Studie: Massive Langzeitfolgen sexualisierter Gewalt im Kosovo-Krieg
Rund 25 Jahre nach Ende des Kosovo-Krieges leiden die Überlebenden sexualisierter Gewalt nach wie vor massiv unter ihren traumatischen Erlebnissen. Zu diesem Ergebnis kommt eine am Donnerstag veröffentlichte Studie der Kölner Frauenrechtsorganisation Medica Mondiale und ihrer kosovarischen Partnerorganisation Medica Gjakova über die Langzeitfolgen sexualisierter Kriegsgewalt im Kosovo. Die Verbrechen hätten für die Opfer bis heute tiefgreifende gesundheitliche, psychische und soziale Folgen. Medica Mondiale rief die Bundesregierung auf, als Geldgeberin Überlebende sexueller Gewalt im Kosovo und in anderen Konfliktregionen weltweit stärker zu unterstützen.
Fast alle befragten Überlebenden sexualisierter Gewalt, nämlich 96 Prozent, hätten bis heute mit starken Ängsten und Depressionen zu kämpfen, heißt es in der Studie. 86 Prozent leiden danach unter einer posttraumatischen Belastungsstörung. 70 Prozent der Befragten empfinden ihr Leben nicht mehr als lebenswert. Rund die Hälfte hat Selbstverletzungsgedanken, knapp ein Drittel denkt an Selbsttötung. Hinzu kommen bei einem Großteil Schlafstörungen und Probleme im Verhältnis zu Männern wie Ängste oder Misstrauen.
Die sexualisierte Kriegsgewalt im Kosovo-Krieg (1997-1999) hat laut der Studie für viele Betroffene gesundheitliche Langzeitfolgen. Danach empfindet knapp die Hälfte der Befragten ihren Gesundheitszustand als schlecht. Mehr als 80 Prozent plagen Kopf- und Nackenschmerzen sowie Müdigkeit. Ein häufiges Problem sind für die Opfer auch Probleme beim Wasserlassen (knapp 60 Prozent).

Deine Aufgabe:
Erkläre in ein bis drei Sätzen, mit welchen Angaben der Lesetext die Aussage begründet, die sexualisierte Kriegsgewalt im Kosovo habe für viele Betroffene gesundheitliche Langzeitfolgen.

Datensätze aus einer Sammlung:
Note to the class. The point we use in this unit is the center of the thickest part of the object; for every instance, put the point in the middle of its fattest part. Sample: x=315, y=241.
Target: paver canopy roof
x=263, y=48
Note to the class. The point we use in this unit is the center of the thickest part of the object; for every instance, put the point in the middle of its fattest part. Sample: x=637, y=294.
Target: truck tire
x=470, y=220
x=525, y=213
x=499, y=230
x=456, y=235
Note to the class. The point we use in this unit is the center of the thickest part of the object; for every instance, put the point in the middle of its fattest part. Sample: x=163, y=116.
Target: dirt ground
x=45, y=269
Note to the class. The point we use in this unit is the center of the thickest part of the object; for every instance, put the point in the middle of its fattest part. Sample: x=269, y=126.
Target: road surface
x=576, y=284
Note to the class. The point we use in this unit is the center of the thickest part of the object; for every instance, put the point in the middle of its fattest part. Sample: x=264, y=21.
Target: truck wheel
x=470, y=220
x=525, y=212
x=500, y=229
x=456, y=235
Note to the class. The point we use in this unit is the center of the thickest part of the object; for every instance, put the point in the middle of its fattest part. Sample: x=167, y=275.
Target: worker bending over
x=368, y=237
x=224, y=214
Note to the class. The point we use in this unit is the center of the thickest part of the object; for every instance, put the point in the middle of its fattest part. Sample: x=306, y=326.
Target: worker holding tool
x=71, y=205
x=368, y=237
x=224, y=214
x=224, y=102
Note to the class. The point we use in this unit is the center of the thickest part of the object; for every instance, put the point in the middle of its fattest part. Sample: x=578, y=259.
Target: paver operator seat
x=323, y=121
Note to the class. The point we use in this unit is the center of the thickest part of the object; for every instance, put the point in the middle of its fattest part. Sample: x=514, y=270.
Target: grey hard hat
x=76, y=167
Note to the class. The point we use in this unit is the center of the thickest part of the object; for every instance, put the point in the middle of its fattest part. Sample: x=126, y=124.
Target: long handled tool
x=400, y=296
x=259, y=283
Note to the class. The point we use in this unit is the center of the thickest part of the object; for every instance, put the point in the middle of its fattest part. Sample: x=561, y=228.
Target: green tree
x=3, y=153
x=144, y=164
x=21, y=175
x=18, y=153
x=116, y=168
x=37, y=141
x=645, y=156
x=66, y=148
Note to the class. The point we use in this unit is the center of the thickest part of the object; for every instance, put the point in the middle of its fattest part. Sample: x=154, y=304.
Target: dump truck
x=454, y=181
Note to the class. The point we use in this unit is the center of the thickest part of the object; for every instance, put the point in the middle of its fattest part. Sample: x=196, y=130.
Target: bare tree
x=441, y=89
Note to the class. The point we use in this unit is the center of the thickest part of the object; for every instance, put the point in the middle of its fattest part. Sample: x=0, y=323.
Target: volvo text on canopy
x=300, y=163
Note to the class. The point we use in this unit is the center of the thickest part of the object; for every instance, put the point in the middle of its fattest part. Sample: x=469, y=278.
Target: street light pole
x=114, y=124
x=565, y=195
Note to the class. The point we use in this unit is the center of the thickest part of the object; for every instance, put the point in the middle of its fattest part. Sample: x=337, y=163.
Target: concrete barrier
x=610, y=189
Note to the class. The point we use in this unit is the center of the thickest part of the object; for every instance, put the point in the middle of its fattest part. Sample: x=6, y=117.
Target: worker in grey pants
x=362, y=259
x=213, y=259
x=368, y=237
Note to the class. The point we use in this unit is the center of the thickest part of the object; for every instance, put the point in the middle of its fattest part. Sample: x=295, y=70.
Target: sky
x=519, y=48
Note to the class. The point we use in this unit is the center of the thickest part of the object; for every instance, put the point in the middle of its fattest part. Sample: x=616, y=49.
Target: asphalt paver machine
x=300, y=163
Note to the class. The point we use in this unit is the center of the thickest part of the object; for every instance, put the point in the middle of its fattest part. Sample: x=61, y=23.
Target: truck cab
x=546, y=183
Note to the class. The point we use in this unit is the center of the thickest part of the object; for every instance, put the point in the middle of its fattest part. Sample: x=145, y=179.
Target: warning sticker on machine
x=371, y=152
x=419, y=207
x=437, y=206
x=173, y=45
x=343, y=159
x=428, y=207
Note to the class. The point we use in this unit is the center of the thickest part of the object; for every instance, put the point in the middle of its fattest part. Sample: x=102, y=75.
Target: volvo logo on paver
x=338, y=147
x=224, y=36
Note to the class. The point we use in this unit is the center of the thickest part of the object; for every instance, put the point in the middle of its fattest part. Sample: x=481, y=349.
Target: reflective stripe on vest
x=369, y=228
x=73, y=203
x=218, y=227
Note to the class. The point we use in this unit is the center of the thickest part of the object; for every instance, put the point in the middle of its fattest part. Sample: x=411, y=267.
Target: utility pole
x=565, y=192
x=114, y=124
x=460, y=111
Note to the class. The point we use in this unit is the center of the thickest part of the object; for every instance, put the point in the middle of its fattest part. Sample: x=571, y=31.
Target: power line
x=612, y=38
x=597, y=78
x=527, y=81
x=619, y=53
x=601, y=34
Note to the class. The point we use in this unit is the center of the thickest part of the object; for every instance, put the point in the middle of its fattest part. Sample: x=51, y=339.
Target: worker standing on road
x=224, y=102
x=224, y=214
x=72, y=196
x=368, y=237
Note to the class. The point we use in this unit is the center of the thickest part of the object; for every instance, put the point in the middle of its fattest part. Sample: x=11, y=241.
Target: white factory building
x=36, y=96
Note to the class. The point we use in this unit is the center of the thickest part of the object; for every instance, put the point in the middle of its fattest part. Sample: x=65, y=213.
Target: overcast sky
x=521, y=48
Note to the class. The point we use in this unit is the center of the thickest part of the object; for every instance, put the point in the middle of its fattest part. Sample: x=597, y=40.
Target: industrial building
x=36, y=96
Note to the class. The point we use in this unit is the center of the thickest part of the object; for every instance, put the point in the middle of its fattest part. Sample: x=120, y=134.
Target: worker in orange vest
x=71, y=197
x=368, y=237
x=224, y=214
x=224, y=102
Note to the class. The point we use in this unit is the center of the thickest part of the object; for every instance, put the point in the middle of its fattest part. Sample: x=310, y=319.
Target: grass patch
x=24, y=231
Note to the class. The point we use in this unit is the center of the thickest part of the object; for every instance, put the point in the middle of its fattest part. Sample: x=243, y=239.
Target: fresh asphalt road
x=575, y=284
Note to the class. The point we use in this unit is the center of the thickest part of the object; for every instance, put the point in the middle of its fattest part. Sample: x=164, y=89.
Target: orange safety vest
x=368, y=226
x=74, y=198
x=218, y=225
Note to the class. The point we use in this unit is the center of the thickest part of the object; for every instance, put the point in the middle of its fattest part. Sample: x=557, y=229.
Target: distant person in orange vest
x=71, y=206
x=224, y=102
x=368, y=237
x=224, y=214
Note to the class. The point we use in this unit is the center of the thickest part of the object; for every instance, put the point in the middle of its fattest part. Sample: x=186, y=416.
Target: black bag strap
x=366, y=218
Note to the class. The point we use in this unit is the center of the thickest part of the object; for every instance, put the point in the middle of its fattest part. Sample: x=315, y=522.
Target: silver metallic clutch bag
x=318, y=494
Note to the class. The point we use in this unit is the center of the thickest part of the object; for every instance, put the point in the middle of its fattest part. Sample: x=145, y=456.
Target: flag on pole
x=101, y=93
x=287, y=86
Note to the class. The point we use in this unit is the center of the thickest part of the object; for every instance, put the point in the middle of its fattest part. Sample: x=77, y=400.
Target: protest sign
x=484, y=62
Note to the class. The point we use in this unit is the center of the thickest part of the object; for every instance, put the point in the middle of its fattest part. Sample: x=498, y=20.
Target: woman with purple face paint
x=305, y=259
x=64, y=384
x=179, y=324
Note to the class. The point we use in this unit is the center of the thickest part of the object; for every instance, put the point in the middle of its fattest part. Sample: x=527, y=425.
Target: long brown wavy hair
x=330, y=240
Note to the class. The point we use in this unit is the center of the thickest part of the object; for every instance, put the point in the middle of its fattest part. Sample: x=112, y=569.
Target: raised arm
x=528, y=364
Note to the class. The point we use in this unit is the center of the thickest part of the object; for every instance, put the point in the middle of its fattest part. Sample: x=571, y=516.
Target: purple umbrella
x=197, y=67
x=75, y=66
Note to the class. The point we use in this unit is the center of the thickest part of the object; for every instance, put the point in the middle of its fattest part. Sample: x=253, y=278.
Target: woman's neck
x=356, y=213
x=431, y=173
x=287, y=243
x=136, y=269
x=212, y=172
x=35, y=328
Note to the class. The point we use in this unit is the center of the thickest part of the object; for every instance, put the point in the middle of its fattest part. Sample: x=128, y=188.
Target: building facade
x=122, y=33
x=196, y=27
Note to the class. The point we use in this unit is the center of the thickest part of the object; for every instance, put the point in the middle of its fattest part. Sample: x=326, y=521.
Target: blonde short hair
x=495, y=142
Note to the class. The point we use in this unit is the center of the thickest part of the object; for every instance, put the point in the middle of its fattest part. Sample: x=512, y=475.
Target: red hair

Erledigte Aufgabe:
Laut der Studie empfindet knapp die Hälfte der Befragten ihren Gesundheitszustand als schlecht. Mehr als 80 Prozent leiden unter Kopf- und Nackenschmerzen sowie Müdigkeit, und knapp 60 Prozent haben Probleme beim Wasserlassen.